DATA SECTION below:

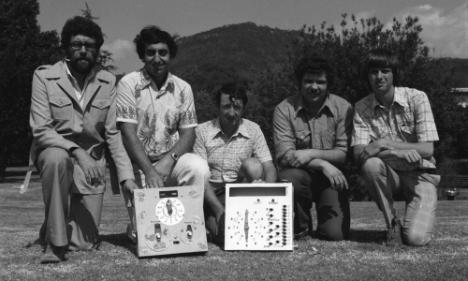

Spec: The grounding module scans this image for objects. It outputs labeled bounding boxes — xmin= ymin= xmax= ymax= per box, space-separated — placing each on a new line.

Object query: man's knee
xmin=180 ymin=153 xmax=209 ymax=175
xmin=360 ymin=157 xmax=385 ymax=177
xmin=240 ymin=158 xmax=263 ymax=181
xmin=278 ymin=168 xmax=310 ymax=187
xmin=175 ymin=153 xmax=210 ymax=188
xmin=38 ymin=147 xmax=72 ymax=172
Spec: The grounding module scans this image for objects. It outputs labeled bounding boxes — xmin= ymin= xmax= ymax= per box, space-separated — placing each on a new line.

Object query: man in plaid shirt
xmin=194 ymin=82 xmax=277 ymax=245
xmin=352 ymin=49 xmax=440 ymax=246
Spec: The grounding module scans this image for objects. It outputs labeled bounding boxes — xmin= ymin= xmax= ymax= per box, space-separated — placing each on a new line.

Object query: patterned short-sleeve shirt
xmin=116 ymin=70 xmax=197 ymax=161
xmin=194 ymin=118 xmax=272 ymax=183
xmin=351 ymin=87 xmax=439 ymax=168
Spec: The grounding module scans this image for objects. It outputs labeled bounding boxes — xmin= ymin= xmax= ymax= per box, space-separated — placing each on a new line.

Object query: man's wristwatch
xmin=170 ymin=152 xmax=179 ymax=162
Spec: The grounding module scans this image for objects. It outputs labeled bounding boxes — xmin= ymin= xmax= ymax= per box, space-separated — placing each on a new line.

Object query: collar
xmin=139 ymin=68 xmax=175 ymax=96
xmin=209 ymin=118 xmax=251 ymax=140
xmin=44 ymin=60 xmax=110 ymax=84
xmin=64 ymin=61 xmax=96 ymax=89
xmin=293 ymin=93 xmax=333 ymax=118
xmin=371 ymin=87 xmax=407 ymax=111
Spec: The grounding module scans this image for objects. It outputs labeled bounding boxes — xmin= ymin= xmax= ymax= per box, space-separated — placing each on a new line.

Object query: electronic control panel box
xmin=224 ymin=182 xmax=293 ymax=251
xmin=133 ymin=185 xmax=208 ymax=257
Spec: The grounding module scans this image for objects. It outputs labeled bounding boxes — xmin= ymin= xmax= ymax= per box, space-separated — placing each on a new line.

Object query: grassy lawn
xmin=1 ymin=170 xmax=467 ymax=281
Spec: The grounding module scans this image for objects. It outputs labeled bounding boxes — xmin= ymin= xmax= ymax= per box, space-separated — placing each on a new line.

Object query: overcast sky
xmin=37 ymin=0 xmax=468 ymax=73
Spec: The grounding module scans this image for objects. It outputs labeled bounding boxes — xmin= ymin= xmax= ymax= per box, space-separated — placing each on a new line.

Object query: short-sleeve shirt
xmin=273 ymin=93 xmax=353 ymax=165
xmin=116 ymin=70 xmax=197 ymax=161
xmin=351 ymin=87 xmax=439 ymax=167
xmin=194 ymin=118 xmax=272 ymax=183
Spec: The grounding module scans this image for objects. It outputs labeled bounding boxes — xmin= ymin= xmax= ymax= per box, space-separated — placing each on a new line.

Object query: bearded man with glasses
xmin=29 ymin=16 xmax=138 ymax=263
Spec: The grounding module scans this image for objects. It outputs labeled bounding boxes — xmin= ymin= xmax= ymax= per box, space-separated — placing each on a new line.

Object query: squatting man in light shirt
xmin=193 ymin=82 xmax=277 ymax=244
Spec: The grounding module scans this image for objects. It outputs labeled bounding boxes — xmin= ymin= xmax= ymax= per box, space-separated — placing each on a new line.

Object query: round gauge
xmin=155 ymin=198 xmax=185 ymax=225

End of DATA SECTION.

### DIRECTIONS
Output the material verbatim, skipping the images.

### RESPONSE AREA
Spec: The grounding module scans this image for objects. It outputs labeled bounding boxes — xmin= ymin= xmax= ymax= per box, space-separated — placing each on a new line.

Object query: man's knee
xmin=180 ymin=153 xmax=209 ymax=175
xmin=360 ymin=157 xmax=385 ymax=177
xmin=240 ymin=158 xmax=263 ymax=181
xmin=278 ymin=168 xmax=310 ymax=187
xmin=175 ymin=153 xmax=210 ymax=188
xmin=38 ymin=147 xmax=72 ymax=172
Spec: The grounding module scans this image for objects. It outputs labeled bounding boxes — xmin= ymin= xmax= ymax= per box, space-separated — placing each on a new line.

Object query: man in plaid shirt
xmin=194 ymin=82 xmax=277 ymax=245
xmin=352 ymin=49 xmax=440 ymax=246
Spec: The grounding module scans this image for objects. It outputs labeled bounding boxes — xmin= ymin= xmax= ymax= per box, space-separated — placing each on a new line.

Object query: patterned short-sleeve shirt
xmin=116 ymin=70 xmax=197 ymax=161
xmin=194 ymin=118 xmax=272 ymax=183
xmin=351 ymin=87 xmax=439 ymax=168
Spec: The grounding module scans this image for objects. It outputs labeled bounding boxes — xmin= ymin= xmax= ymax= per box, space-separated — placing each on a new line.

Object query: man's wristwatch
xmin=170 ymin=152 xmax=179 ymax=162
Spec: The grounding module scans this image for objects. It outputs labeled bounding boxes — xmin= ymin= xmax= ymax= per box, space-separated — placing each on a new line.

Object query: collar
xmin=139 ymin=68 xmax=175 ymax=96
xmin=209 ymin=118 xmax=251 ymax=140
xmin=44 ymin=60 xmax=110 ymax=84
xmin=64 ymin=61 xmax=96 ymax=89
xmin=293 ymin=93 xmax=333 ymax=118
xmin=371 ymin=87 xmax=407 ymax=111
Spec: The grounding module scans this image for objects. It outputs labeled bounding boxes — xmin= ymin= xmax= ymax= per box, space-separated — placing each on a new line.

Object query: electronic control panel box
xmin=224 ymin=182 xmax=293 ymax=251
xmin=133 ymin=185 xmax=208 ymax=257
Spec: The grounding module scans this image for objects. It outputs labeled bounding boxes — xmin= ymin= xmax= ymax= per box, space-separated — placing each on a new line.

Object query: grassy lawn
xmin=1 ymin=170 xmax=467 ymax=281
Spec: The grounding module scans this image for objects. It outputs labeled bounding boxes — xmin= ymin= xmax= ymax= per box, space-separated — placing each on a new line.

Object query: overcast sky
xmin=37 ymin=0 xmax=468 ymax=73
Spec: The grounding module scans this image for objects. It outputs labeled bounding boxes — xmin= ymin= xmax= ymax= per box, space-separated — placing each on a new line.

Object query: short-sleeve shirt
xmin=273 ymin=93 xmax=353 ymax=165
xmin=116 ymin=70 xmax=197 ymax=161
xmin=351 ymin=87 xmax=439 ymax=167
xmin=194 ymin=118 xmax=272 ymax=183
Spec: The grounding module scans this image for objects. It outputs labeled bounding boxes — xmin= ymin= xmax= ymax= per box, space-separated — placing each on a new line.

Object query: bearded man with glasses
xmin=29 ymin=16 xmax=138 ymax=263
Spec: The grounding module scans this image for objects. It outputs labeled bounding boxes — xmin= ymin= xmax= ymax= per box, space-separated — placing each on a new line.

Object query: squatting man in light shirt
xmin=193 ymin=82 xmax=277 ymax=244
Spec: The grounding module scans this image for objects. It outputs labeled bounding boxes — xmin= ymin= xmax= ymax= per box, space-separated — placing each on a new line.

Object query: round gauge
xmin=155 ymin=198 xmax=185 ymax=225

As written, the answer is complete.